TEXT:

==*==

Die erträumte Plättchen-Version scheitert übrigens auch schon daran, dass es noch die Upgrades gibt. Habe ich mir ein solches frei geschaltet, darf ich später bei einer Form ein Hex-Feld weglassen,was natürlich schwer mit Plättchen umsetzbar wäre. Allerdings ist ist diese Funktion auch nicht so stark. Viel lieber hätten wir alle es gesehen, wenn man stattdessen ein Hex-Feld dazu zeichnen dürfte. Dann wäre dieser Bonus sicherlich nicht so oft am Ende ungenutzt.
Das gefällt mir gut: Im Gegensatz zu den ganzen anderen Roll- oder Flip-and-Write-Spielen besitzt DISTANT SUNS keine Zufallskomponente. Wie bestimmen selbst, wann welche Formen einzuzeichnen sind. Dummerweise haben meine Mitspielende andere Pläne als ich – oder noch schlimmer: die gleichen! Das bedeutet dann nämlich, dass sie sich selbst die Formen zuschustern, die ich doch brauche. Der frische Auswahlmechanismus ist somit das Herzstück des Spiels. Was benötige ich unbedingt? Und welche Form bekommen dann die Anderen? Helfe ich denen dann durch meine Auswahl? Dabei sind viele kleine Gemeinheiten möglich. So lässt man z.B. gerne auch mal Lücken bei der Auswahl, so dass pro Runde nur vier statt fünf Modulplättchen gelegt werden können.

==*==

Datensatzeinträge:
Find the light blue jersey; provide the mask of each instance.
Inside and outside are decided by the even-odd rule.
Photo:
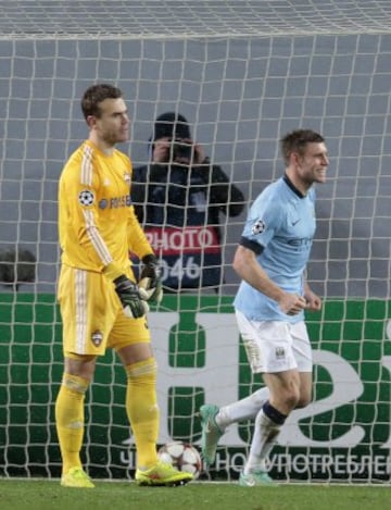
[[[315,234],[315,190],[303,196],[281,177],[267,186],[252,204],[241,245],[256,253],[269,278],[288,293],[303,294],[303,274]],[[235,308],[254,321],[302,321],[282,313],[278,303],[242,281]]]

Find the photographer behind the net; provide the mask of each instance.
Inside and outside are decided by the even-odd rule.
[[[166,289],[214,288],[223,283],[219,214],[239,215],[241,190],[212,164],[184,115],[154,123],[151,162],[134,170],[131,200],[155,253]]]

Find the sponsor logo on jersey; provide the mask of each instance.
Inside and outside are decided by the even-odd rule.
[[[91,341],[96,347],[99,347],[103,341],[103,333],[97,329],[91,335]]]
[[[122,197],[112,197],[109,200],[110,209],[128,208],[130,203],[130,195],[123,195]]]
[[[78,199],[81,206],[88,207],[88,206],[92,206],[94,201],[94,196],[90,189],[84,189],[83,191],[79,192]]]
[[[254,236],[262,234],[266,228],[265,222],[263,220],[257,220],[252,228],[251,232],[253,233]]]

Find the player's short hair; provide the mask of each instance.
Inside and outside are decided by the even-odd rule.
[[[303,156],[307,144],[321,144],[325,138],[312,129],[292,130],[280,140],[283,161],[288,164],[292,152]]]
[[[110,84],[97,84],[89,87],[81,98],[81,111],[87,120],[89,115],[100,117],[100,103],[105,99],[118,99],[123,97],[119,88]]]

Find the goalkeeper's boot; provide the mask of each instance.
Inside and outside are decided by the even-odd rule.
[[[185,471],[178,471],[167,462],[160,461],[149,470],[137,470],[135,480],[137,485],[171,487],[186,485],[193,480],[193,475]]]
[[[218,407],[205,403],[200,408],[202,436],[201,436],[201,453],[206,467],[213,464],[216,458],[217,443],[224,434],[216,423]]]
[[[88,474],[81,468],[71,468],[66,474],[61,476],[63,487],[93,488],[94,485]]]
[[[242,487],[255,487],[258,485],[269,485],[272,487],[278,486],[278,484],[270,478],[266,471],[250,471],[249,474],[240,473],[239,485]]]

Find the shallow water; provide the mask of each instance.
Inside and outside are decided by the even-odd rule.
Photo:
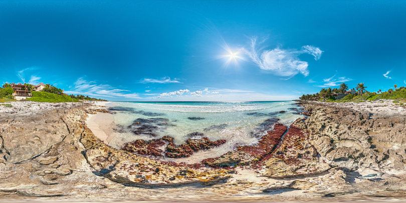
[[[193,132],[204,133],[212,140],[227,140],[223,145],[197,152],[189,157],[166,158],[188,163],[218,156],[239,145],[255,144],[270,130],[270,126],[264,123],[267,119],[278,118],[279,122],[289,125],[302,117],[291,109],[297,107],[292,101],[113,102],[108,107],[116,113],[114,123],[118,125],[109,143],[113,147],[120,148],[124,143],[136,139],[165,135],[173,137],[175,143],[181,144],[188,138],[193,138],[187,135]],[[279,113],[281,111],[285,112]],[[134,121],[139,124],[129,128]],[[131,131],[134,129],[136,133]]]

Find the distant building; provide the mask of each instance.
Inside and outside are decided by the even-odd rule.
[[[36,91],[37,92],[42,92],[42,90],[45,88],[45,84],[43,83],[41,83],[34,86],[34,88],[33,88],[33,90]]]
[[[14,99],[16,100],[21,100],[26,99],[27,97],[33,96],[31,94],[31,91],[26,90],[26,86],[21,83],[15,84],[14,83],[11,84],[12,88],[14,90],[14,93],[13,93],[13,96],[14,96]]]
[[[346,96],[347,94],[348,94],[338,93],[337,93],[337,96],[335,96],[335,99],[341,99]]]
[[[356,95],[356,94],[357,94],[357,91],[356,91],[356,90],[355,90],[355,89],[352,88],[352,89],[345,92],[345,94],[351,94]]]

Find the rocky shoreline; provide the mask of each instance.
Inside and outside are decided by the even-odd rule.
[[[163,146],[159,141],[169,148],[167,154],[182,156],[191,152],[189,148],[204,150],[223,141],[197,139],[175,146],[170,139],[139,141],[117,149],[85,122],[88,114],[104,108],[13,105],[0,106],[3,200],[373,200],[402,199],[405,194],[402,107],[302,103],[307,118],[290,126],[274,120],[257,145],[186,164],[142,153],[163,154],[157,150]]]

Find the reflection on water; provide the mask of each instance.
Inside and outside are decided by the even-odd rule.
[[[219,147],[175,160],[186,162],[218,156],[239,145],[255,144],[276,122],[290,125],[302,117],[292,101],[114,102],[108,106],[115,113],[117,129],[109,143],[115,148],[136,139],[165,135],[179,144],[195,132],[211,140],[227,140]]]

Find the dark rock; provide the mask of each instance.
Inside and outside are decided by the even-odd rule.
[[[220,125],[212,125],[212,126],[210,126],[210,127],[209,127],[208,128],[204,129],[203,130],[205,131],[205,132],[207,132],[207,131],[210,131],[210,130],[223,130],[224,129],[226,129],[226,128],[227,127],[227,126],[228,126],[228,125],[229,125],[228,124],[220,124]]]
[[[261,117],[261,116],[274,116],[279,112],[271,112],[268,113],[260,113],[260,112],[250,112],[247,113],[246,115],[248,115],[249,116],[253,116],[255,117]]]
[[[205,118],[201,117],[188,117],[187,119],[191,120],[203,120],[205,119]]]
[[[200,139],[202,137],[204,137],[205,134],[201,132],[193,132],[186,135],[186,136],[188,139]]]
[[[145,112],[142,110],[141,111],[137,111],[135,109],[131,107],[119,107],[119,106],[116,106],[113,107],[109,108],[108,110],[109,111],[122,111],[122,112],[127,112],[129,113],[132,113],[137,114],[141,114],[146,116],[164,116],[166,114],[163,113],[153,113],[153,112]]]
[[[259,127],[255,128],[252,130],[251,132],[251,135],[253,137],[259,138],[264,134],[266,134],[267,132],[271,130],[273,127],[274,125],[279,120],[279,118],[270,118],[265,120],[259,124]]]
[[[169,119],[165,118],[137,118],[128,126],[130,131],[136,135],[146,134],[155,137],[158,130],[163,127],[171,125]]]

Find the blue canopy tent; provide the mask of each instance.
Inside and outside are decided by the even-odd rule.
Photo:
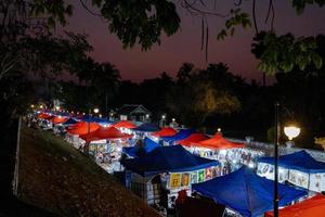
[[[195,156],[181,145],[158,146],[146,155],[121,161],[121,164],[131,171],[143,177],[161,173],[191,171],[211,166],[219,162]]]
[[[213,199],[217,203],[245,217],[256,217],[273,209],[273,184],[274,181],[259,177],[248,167],[243,166],[229,175],[193,184],[192,190]],[[304,195],[307,195],[306,191],[278,183],[280,206]]]
[[[155,132],[160,130],[160,128],[152,123],[144,123],[140,125],[139,127],[133,128],[134,131],[142,131],[142,132]]]
[[[145,153],[152,152],[154,149],[156,149],[157,146],[160,146],[157,142],[148,139],[147,137],[143,140],[144,143],[144,151]],[[138,146],[127,146],[127,148],[122,148],[122,153],[132,156],[132,157],[138,157],[136,153],[139,151]]]
[[[74,125],[74,124],[76,124],[76,123],[78,123],[76,119],[74,119],[74,118],[68,118],[65,123],[63,123],[63,125],[69,126],[69,125]]]
[[[192,133],[196,132],[195,129],[181,129],[178,133],[170,137],[161,137],[161,139],[166,142],[172,143],[182,139],[186,139]]]
[[[54,115],[63,116],[63,117],[69,117],[70,116],[70,114],[68,112],[55,112]]]
[[[261,157],[258,163],[274,164],[274,157]],[[282,155],[277,159],[278,166],[296,169],[307,174],[325,173],[325,163],[314,159],[304,150],[292,154]]]
[[[89,116],[89,115],[84,115],[81,118],[81,120],[87,122],[87,123],[99,123],[101,125],[110,125],[110,124],[113,124],[113,122],[107,119],[107,118],[92,117],[92,116]]]

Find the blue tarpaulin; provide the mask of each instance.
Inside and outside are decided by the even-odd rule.
[[[144,156],[121,161],[121,164],[143,177],[161,173],[191,171],[211,166],[219,162],[195,156],[181,145],[158,146]]]
[[[256,217],[273,209],[273,188],[274,181],[257,176],[246,166],[229,175],[192,186],[192,190],[245,217]],[[307,191],[278,183],[280,206],[304,195]]]
[[[140,125],[139,127],[136,128],[133,128],[132,130],[135,130],[135,131],[143,131],[143,132],[155,132],[155,131],[158,131],[160,130],[159,127],[155,124],[152,124],[152,123],[144,123],[142,125]]]
[[[74,125],[78,123],[76,119],[74,118],[68,118],[65,123],[63,123],[63,125]]]
[[[150,153],[157,146],[160,146],[160,144],[148,139],[147,137],[143,140],[143,143],[144,143],[143,149],[144,149],[145,153]],[[122,149],[122,152],[125,154],[128,154],[129,156],[138,157],[136,153],[139,152],[139,148],[138,146],[127,146],[127,148]]]
[[[187,137],[190,137],[194,132],[195,132],[195,129],[181,129],[174,136],[161,137],[161,139],[166,142],[176,142],[176,141],[179,141],[179,140],[182,140],[182,139],[186,139]]]
[[[109,124],[113,123],[112,120],[106,119],[106,118],[92,117],[92,116],[89,116],[89,115],[84,115],[81,118],[81,120],[87,122],[87,123],[99,123],[99,124],[102,124],[102,125],[109,125]]]
[[[274,164],[274,157],[261,157],[259,163]],[[278,157],[278,166],[308,174],[325,173],[325,163],[317,162],[304,150]]]

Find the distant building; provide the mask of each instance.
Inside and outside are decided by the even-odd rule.
[[[152,113],[140,104],[125,104],[118,111],[120,120],[150,122]]]

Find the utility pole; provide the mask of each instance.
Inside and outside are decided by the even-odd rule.
[[[274,125],[275,125],[275,135],[274,135],[274,196],[273,196],[273,212],[274,217],[278,217],[278,193],[277,193],[277,179],[278,179],[278,138],[280,138],[280,122],[278,122],[278,108],[280,103],[274,104]]]

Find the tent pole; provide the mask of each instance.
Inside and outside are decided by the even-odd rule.
[[[280,137],[280,122],[278,122],[278,107],[280,103],[276,102],[274,104],[275,108],[275,133],[274,133],[274,196],[273,196],[273,212],[274,217],[278,217],[278,194],[277,194],[277,179],[278,179],[278,165],[277,165],[277,157],[278,157],[278,137]]]
[[[310,174],[308,174],[308,193],[310,191]]]

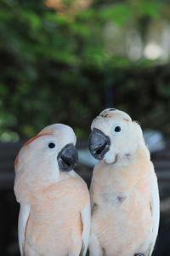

==*==

AUFGABEN:
(a) Gib bitte den Abschnitt aus dem Text über DISTANT SUNS zwischen „Das gefällt mir“ und „gelegt werden können.“ wortgetreu aus, beide Stellen eingeschlossen.
(b) Führe jede Zeile der Auflistung auf, in der die Zeichenfolge „water“ vorkommt.

ERGEBNISSE JE AUFGABE:
(a)
Das gefällt mir gut: Im Gegensatz zu den ganzen anderen Roll- oder Flip-and-Write-Spielen besitzt DISTANT SUNS keine Zufallskomponente. Wie bestimmen selbst, wann welche Formen einzuzeichnen sind. Dummerweise haben meine Mitspielende andere Pläne als ich – oder noch schlimmer: die gleichen! Das bedeutet dann nämlich, dass sie sich selbst die Formen zuschustern, die ich doch brauche. Der frische Auswahlmechanismus ist somit das Herzstück des Spiels. Was benötige ich unbedingt? Und welche Form bekommen dann die Anderen? Helfe ich denen dann durch meine Auswahl? Dabei sind viele kleine Gemeinheiten möglich. So lässt man z.B. gerne auch mal Lücken bei der Auswahl, so dass pro Runde nur vier statt fünf Modulplättchen gelegt werden können.

(b)
Find the shallow water; provide the mask of each instance.
Find the reflection on water; provide the mask of each instance.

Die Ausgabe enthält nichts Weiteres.